# [TASK GOAL]
Repeat the data that follows in full. Do not include the pictures.

Items from a dataset:
........

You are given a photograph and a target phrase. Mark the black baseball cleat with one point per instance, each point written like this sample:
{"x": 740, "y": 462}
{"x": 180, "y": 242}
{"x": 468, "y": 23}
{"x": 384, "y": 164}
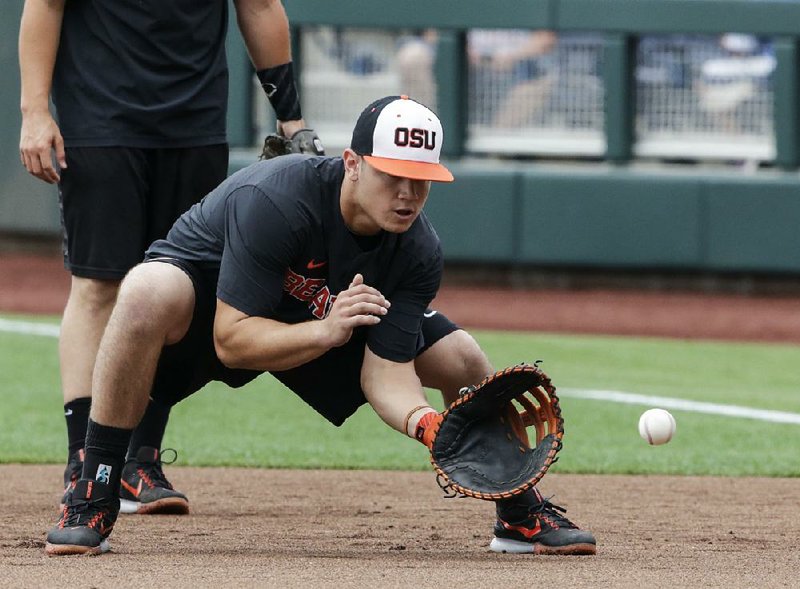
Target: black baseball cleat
{"x": 145, "y": 489}
{"x": 71, "y": 474}
{"x": 536, "y": 526}
{"x": 89, "y": 513}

........

# [SOLUTION TO THE EXERCISE]
You are given a photograph and a target phrase. Mark the black baseball cleat with one point per instance, each point written like this sample:
{"x": 740, "y": 462}
{"x": 180, "y": 242}
{"x": 468, "y": 23}
{"x": 384, "y": 164}
Target: black baseball cleat
{"x": 145, "y": 489}
{"x": 71, "y": 474}
{"x": 536, "y": 526}
{"x": 89, "y": 513}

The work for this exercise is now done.